# start of TEXT EXCERPT

In this lab, we will be working with the NCBI API to
make queries and extract information using XML and regular expressions.
For this lab, we will be using the httr
, xml2
,
and stringr
R packages.
This markdown document should be rendered using
github_document
document ONLY and pushed to your
JSC370-labs repository in lab06/README.md
.
Build an automatic counter of sars-cov-2 papers using PubMed. You will need to apply XPath as we did during the lecture to extract the number of results returned by PubMed in the following web address:
https://pubmed.ncbi.nlm.nih.gov/?term=sars-cov-2
Complete the lines of code:
# Downloading the website
website <- xml2::read_html("[URL]")
# Finding the counts
counts <- xml2::xml_find_first(website, "[XPath]")
# Turning it into text
counts <- as.character(counts)
# Extracting the data using regex
stringr::str_extract(counts, "[REGEX FOR NUMBERS WITH COMMAS/DOTS]")
Answer here.
Don’t forget to commit your work!
Use the function httr::GET()
to make the following
query:
Baseline URL: https://eutils.ncbi.nlm.nih.gov/entrez/eutils/esearch.fcgi
Query parameters:
The parameters passed to the query are documented here.
library(httr)
query_ids <- GET(
url = "BASELINE URL",
query = list("QUERY PARAMETERS")
)
# Extracting the content of the response of GET
ids <- httr::content(query_ids)
The query will return an XML object, we can turn it into a character
list to analyze the text directly with as.character()
.
Another way of processing the data could be using lists with the
function xml2::as_list()
. We will skip the latter for
now.
Take a look at the data, and continue with the next question (don’t forget to commit and push your results to your GitHub repo!).
The Ids are wrapped around text in the following way:
<Id>... id number ...</Id>
. we can use a
regular expression that extract that information. Fill out the following
lines of code:
# Turn the result into a character vector
ids <- as.character(ids)
# Find all the ids
ids <- stringr::str_extract_all(ids, "PATTERN")[[1]]
# Remove all the leading and trailing <Id> </Id>. Make use of "|"
ids <- stringr::str_remove_all(ids, "PATTERN")
With the ids in hand, we can now try to get the abstracts of the papers. As before, we will need to coerce the contents (results) to a list using:
Baseline url: https://eutils.ncbi.nlm.nih.gov/entrez/eutils/efetch.fcgi
Query parameters:
Pro-tip: If you want GET()

# end of TEXT EXCERPT

(BRIEF 1)
Answer these questions from the NCBI API lab handout above:
(a) Which three R packages does the lab use?
(b) What baseline URL is given for the query made with httr::GET()?
(c) Which function is named as another way of processing the data using lists?
(BRIEF 2) Rewrite the part of the NCBI API lab handout that begins at the words "Use the function" and stops after "ids <- httr::content(query_ids)", swapping "query_ids" for "search_result".
(BRIEF 3) Resume the NCBI API lab handout and keep writing from its last line.

# start of DATASET EXTRACT

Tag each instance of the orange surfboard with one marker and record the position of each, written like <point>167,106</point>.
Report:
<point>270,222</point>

# end of DATASET EXTRACT

(TASK RESULT 1)
(a) httr, xml2, and stringr
(b) https://eutils.ncbi.nlm.nih.gov/entrez/eutils/esearch.fcgi
(c) xml2::as_list()

(TASK RESULT 2)
Use the function httr::GET()
to make the following
query:
Baseline URL: https://eutils.ncbi.nlm.nih.gov/entrez/eutils/esearch.fcgi
Query parameters:
The parameters passed to the query are documented here.
library(httr)
search_result <- GET(
url = "BASELINE URL",
query = list("QUERY PARAMETERS")
)
# Extracting the content of the response of GET
ids <- httr::content(search_result)

(TASK RESULT 3)
to take some
element literal, wrap it around I()
(as you would do in a
formula in R). For example, the text "123,456"
is replaced
with "123%2C456"
. If you don’t want that behavior, you
would need to do the following I("123,456")
.
publications <- GET(
url = "BASELINE URL HERE",
query = list(
"PARAMETERS OF THE QUERY"
)
)
# Turning the output into character vector
publications <- httr::content(publications)
publications_txt <- as.character(publications)
With this in hand, we can now analyze the data. This is also a good time for committing and pushing your work!
Using the function stringr::str_extract_all()
applied on
publications_txt
, capture all the terms of the form:
Write a regular expression that captures all such instances
institution <- str_extract_all(
publications_txt,
"[YOUR REGULAR EXPRESSION HERE]"
)
institution <- unlist(institution)
as.data.frame(table(institution))
Repeat the exercise and this time focus on schools and departments in the form of
And tabulate the results
schools_and_deps <- str_extract_all(
abstracts_txt,
"[YOUR REGULAR EXPRESSION HERE]"
)
as.data.frame(table(schools_and_deps))
We want to build a dataset which includes the title and the abstract
of the paper. The title of all records is enclosed by the HTML tag
ArticleTitle
, and the abstract by
Abstract
.
Before applying the functions to extract text directly, it will help
to process the XML a bit. We will use the
xml2::xml_children()
function to keep one element per id.
This way, if a paper is missing the abstract, or something else, we will
be able to properly match PUBMED IDS with their corresponding
records.
pub_char_list <- xml2::xml_children(publications)
pub_char_list <- sapply(pub_char_list, as.character)
Now, extract the abstract and article title for each one of the
elements of pub_char_list
. You can either use
sapply()
as we just did, or simply take advantage of
vectorization of stringr::str_extract
abstracts <- str_extract(pub_char_list, "[YOUR REGULAR EXPRESSION]")
abstracts <- str_remove_all(abstracts, "[CLEAN ALL THE HTML TAGS]")
abstracts <- str_remove_all(abstracts, "[CLEAN ALL EXTRA WHITE SPACE AND NEW LINES]")
Answer here.
Now, the title
titles <- str_extract(pub_char_list, "[YOUR REGULAR EXPRESSION]")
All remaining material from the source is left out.